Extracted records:
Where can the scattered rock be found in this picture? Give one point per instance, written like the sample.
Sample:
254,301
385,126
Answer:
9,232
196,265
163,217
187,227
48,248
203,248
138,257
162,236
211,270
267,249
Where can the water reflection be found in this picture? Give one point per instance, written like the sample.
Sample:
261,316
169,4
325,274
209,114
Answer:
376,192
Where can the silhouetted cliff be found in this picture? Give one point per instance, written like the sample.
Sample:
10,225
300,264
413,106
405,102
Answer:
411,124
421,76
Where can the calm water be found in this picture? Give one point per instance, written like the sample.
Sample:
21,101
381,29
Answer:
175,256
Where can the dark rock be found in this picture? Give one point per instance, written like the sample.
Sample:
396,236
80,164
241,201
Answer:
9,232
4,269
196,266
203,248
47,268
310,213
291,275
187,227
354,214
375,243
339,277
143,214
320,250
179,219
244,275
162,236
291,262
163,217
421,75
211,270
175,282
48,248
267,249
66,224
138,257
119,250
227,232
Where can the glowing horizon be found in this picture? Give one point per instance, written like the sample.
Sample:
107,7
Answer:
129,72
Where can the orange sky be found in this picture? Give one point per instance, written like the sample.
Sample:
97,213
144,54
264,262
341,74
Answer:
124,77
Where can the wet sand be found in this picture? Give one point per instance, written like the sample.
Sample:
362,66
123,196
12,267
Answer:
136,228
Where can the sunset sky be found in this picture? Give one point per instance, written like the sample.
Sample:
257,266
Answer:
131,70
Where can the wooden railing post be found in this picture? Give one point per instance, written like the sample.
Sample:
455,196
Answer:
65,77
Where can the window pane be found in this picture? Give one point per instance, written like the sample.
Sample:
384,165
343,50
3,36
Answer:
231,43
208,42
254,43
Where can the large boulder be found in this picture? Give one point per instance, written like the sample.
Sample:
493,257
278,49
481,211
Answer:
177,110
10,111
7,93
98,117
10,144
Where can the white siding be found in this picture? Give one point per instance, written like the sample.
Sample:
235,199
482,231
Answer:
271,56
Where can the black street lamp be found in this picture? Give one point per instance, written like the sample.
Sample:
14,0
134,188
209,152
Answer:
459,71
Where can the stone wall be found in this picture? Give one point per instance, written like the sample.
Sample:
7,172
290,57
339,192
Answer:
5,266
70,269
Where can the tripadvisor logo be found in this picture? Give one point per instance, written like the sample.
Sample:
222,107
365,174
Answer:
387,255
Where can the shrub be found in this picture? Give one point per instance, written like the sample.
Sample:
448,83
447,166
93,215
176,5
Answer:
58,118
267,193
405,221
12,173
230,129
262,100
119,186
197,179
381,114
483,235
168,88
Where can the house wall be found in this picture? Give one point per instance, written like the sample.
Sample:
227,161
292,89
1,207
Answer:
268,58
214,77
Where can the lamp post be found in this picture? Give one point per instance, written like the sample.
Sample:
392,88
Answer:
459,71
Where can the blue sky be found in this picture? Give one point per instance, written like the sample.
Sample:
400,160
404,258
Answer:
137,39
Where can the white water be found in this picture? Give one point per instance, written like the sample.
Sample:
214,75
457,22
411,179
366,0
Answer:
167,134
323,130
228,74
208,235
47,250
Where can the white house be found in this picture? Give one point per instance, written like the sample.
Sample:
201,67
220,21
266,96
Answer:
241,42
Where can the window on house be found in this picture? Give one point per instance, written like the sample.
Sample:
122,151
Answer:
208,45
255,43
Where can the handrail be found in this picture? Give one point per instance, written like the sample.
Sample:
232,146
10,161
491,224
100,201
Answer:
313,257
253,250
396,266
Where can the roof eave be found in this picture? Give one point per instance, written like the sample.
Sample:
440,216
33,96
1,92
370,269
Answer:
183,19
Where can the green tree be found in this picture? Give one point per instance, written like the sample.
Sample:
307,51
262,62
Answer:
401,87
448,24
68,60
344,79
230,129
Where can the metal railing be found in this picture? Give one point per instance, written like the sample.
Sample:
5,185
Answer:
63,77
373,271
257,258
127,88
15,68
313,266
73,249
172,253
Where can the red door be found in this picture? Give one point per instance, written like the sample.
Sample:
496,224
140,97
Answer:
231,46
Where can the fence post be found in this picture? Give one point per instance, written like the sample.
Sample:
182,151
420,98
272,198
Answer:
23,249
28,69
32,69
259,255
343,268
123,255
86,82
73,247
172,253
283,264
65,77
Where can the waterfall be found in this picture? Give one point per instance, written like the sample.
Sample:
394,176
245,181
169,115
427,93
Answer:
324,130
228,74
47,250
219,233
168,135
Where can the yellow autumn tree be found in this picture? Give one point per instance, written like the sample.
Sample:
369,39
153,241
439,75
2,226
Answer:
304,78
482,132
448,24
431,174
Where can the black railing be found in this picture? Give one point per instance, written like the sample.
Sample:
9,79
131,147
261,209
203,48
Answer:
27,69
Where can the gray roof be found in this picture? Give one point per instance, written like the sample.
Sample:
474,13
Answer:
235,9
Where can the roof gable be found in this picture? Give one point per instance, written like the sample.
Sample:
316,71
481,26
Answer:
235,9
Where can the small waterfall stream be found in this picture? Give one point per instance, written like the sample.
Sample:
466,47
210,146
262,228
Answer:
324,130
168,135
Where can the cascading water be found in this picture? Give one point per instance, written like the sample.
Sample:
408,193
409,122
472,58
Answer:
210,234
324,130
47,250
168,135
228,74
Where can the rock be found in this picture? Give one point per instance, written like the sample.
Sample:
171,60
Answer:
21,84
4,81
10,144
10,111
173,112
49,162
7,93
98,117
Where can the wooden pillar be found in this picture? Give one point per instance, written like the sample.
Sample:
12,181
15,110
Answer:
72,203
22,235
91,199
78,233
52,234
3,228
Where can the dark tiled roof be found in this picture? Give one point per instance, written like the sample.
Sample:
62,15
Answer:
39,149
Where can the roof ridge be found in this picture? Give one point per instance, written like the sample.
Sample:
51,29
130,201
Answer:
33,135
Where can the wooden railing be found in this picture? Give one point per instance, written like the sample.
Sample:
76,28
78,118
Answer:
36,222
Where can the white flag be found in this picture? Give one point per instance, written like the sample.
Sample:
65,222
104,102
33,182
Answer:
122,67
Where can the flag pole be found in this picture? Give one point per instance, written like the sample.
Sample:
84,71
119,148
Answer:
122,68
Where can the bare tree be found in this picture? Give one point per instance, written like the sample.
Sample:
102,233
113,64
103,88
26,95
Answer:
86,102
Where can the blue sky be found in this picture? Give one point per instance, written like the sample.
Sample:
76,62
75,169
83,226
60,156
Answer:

◆ **AIM OF THE TASK**:
Each entry shown above should be copied out exactly.

◆ **REPLY TO THE EXERCISE**:
Where can the scattered rock be found in this picture? Give one point per instance, written like the sample.
Sample:
254,301
385,126
Answer:
9,232
196,265
163,217
187,227
48,248
203,248
138,257
162,236
211,270
267,249
Where can the water reflection be found in this picture? Give one point per instance, written like the sample.
Sample:
261,316
169,4
325,274
209,114
Answer:
376,192
Where can the silhouetted cliff be found in this picture? Give one point per instance, written like the sample.
Sample:
10,225
300,264
413,106
405,102
Answer:
411,124
421,76
Where can the calm water be found in this picture? Give one point per instance, written like the sample.
Sample:
21,101
381,29
Answer:
175,256
Where can the dark rock be found in this picture? Give one point per instance, written like the sample.
Sample:
396,236
80,164
241,201
Answer:
9,232
4,269
196,266
203,248
47,268
310,213
291,275
187,227
354,214
375,243
339,277
143,214
320,250
179,219
244,275
162,236
291,262
163,217
421,75
211,270
175,282
48,248
267,249
66,224
138,257
119,250
227,232
Where can the glowing horizon be found in this picture? Give one point per instance, written like the sample.
Sample:
107,7
Answer:
129,72
Where can the orange sky be found in this picture? Give one point per instance, written like the sample.
Sample:
97,213
144,54
264,262
341,74
Answer:
124,77
Where can the wet sand be found in this picture? Give one point per instance, written like the sample.
Sample:
362,66
123,196
12,267
Answer:
136,228
Where can the sunset sky be found in this picture? Give one point per instance, written like the sample.
Sample:
257,266
Answer:
131,70
Where can the wooden railing post be found in this picture? Give one point per instance, written like the sample.
Sample:
455,196
Answer:
65,77
Where can the window pane be found in this picture? Give one point per instance, written like the sample.
Sample:
384,165
343,50
3,36
Answer:
231,43
208,42
254,43
Where can the large boulder be found in this picture? Give one point per instance, written like the sample.
Sample:
493,257
278,49
481,211
Answer:
177,110
10,111
7,93
98,117
10,144
Where can the white siding be found in this picture? Give one point per instance, written like the sample.
Sample:
235,199
482,231
Answer:
271,56
Where can the black street lamp be found in this picture? Give one point per instance, written like the sample.
Sample:
14,0
134,188
209,152
Answer:
459,71
Where can the stone wall be found in this picture? Give one point per instance, written like the sample.
Sample:
7,172
290,57
339,192
Answer:
5,266
70,269
Where can the tripadvisor logo be found in this picture? Give one point per instance, written like the sample.
Sample:
222,107
365,174
Answer:
387,255
Where can the shrub be found in this picture? Give one point per instance, written like the sample.
Sample:
448,83
447,166
93,215
176,5
Answer:
58,118
267,193
405,221
12,173
230,129
262,100
119,186
197,179
381,114
483,235
168,88
Where can the house wall be found in this picture? Give one point per instance, written like the sample.
Sample:
227,161
292,89
1,207
Answer:
268,58
214,77
Where can the lamp post be found in this picture? Give one point per instance, written like the sample.
Sample:
392,88
Answer:
459,71
Where can the blue sky be found in this picture? Give one point per instance, written like the sample.
Sample:
400,160
404,258
Answer:
137,39
Where can the white water be found in this picture? Give one point per instance, written like the sample.
Sample:
214,75
457,22
411,179
366,0
Answer:
167,134
323,130
228,74
208,235
47,250
Where can the white house be found in this picture? Give one point per instance, written like the sample.
Sample:
201,67
220,21
266,96
Answer:
241,42
Where can the window on house be found in this picture? Give one point per instance, written like the sample.
Sample:
122,151
Answer:
208,45
255,43
Where can the handrail be found in this picture? Give one point per instance, written like the sample.
Sample:
232,146
10,161
491,224
100,201
Answer:
313,257
253,250
396,266
Where can the roof eave be found in this picture? Give one point per instance, written like the sample.
Sample:
440,216
33,96
1,92
370,269
Answer:
183,19
Where can the green tree be found in this picture? Give one point per instance, written like the sample.
Sample:
307,51
262,62
Answer:
401,87
448,24
68,60
344,79
230,129
Where can the metal railing be found in this picture? Give one point per instance, written like the sample.
Sample:
5,185
Answer:
63,77
373,271
257,258
127,88
15,68
313,266
73,249
172,253
Where can the red door be found in this picture? Give one point per instance, written like the sample.
Sample:
496,224
140,97
Answer:
231,46
Where can the fence post be found in this picture? Give one point per instance, written like the sample.
Sample:
182,151
420,98
272,198
Answer:
23,249
28,69
32,69
259,255
343,268
123,255
86,82
73,247
172,253
283,264
65,77
Where can the waterfall be found in this picture? Give one point per instance, written like the sample.
Sample:
394,176
245,181
169,115
427,93
Answer:
324,130
228,74
47,250
219,233
168,135
Where can the yellow autumn tree be found in this picture? Give one point per instance, written like the sample.
Sample:
369,39
153,241
439,75
2,226
Answer:
304,78
482,132
448,24
431,174
Where can the black railing be found in this picture? Give one point per instance, written like the sample.
Sample:
9,79
131,147
261,209
203,48
Answer:
27,69
Where can the gray roof be found in this picture? Give one point per instance, written like the sample.
Sample:
474,13
Answer:
235,9
Where can the roof gable be found in this picture? Give one point per instance, written like the sample.
Sample:
316,71
481,26
Answer:
235,9
Where can the small waterfall stream be found in this picture? Give one point per instance, written like the sample.
Sample:
466,47
210,146
262,228
Answer:
324,130
168,135
Where can the cascading water be found in this picture? Give one point per instance, written like the sample.
Sample:
408,193
409,122
472,58
Answer:
210,234
324,130
47,250
168,135
228,74
Where can the rock be found in this picture? Give one point per instance, written like the sample.
Sample:
171,60
Answer:
21,84
4,81
10,144
10,111
173,112
49,162
7,93
98,117
Where can the wooden pillar be found in this picture? Give one point per instance, written like the sample.
Sample:
12,181
15,110
Answer:
72,203
22,235
91,199
78,233
52,234
3,228
Where can the dark tiled roof be found in this picture? Give one point per instance, written like the sample.
Sample:
62,15
Answer:
39,149
Where can the roof ridge be found in this picture? Give one point per instance, written like the sample.
Sample:
51,29
130,201
Answer:
33,135
Where can the wooden railing be found in this picture? Give one point per instance, written like the sample.
Sample:
76,28
78,118
Answer:
36,222
Where can the white flag be found in this picture? Give one point per instance, written like the sample.
Sample:
65,222
104,102
33,182
Answer:
122,67
Where can the flag pole be found in this picture? Give one point per instance, written like the sample.
Sample:
84,71
119,148
Answer:
122,68
Where can the bare tree be found in this picture? Give one point per instance, written like the sample.
Sample:
102,233
113,64
103,88
26,95
Answer:
86,102
Where can the blue sky be found in this picture? Give one point per instance, written like the sample.
Sample:
76,62
75,169
83,226
60,156
Answer:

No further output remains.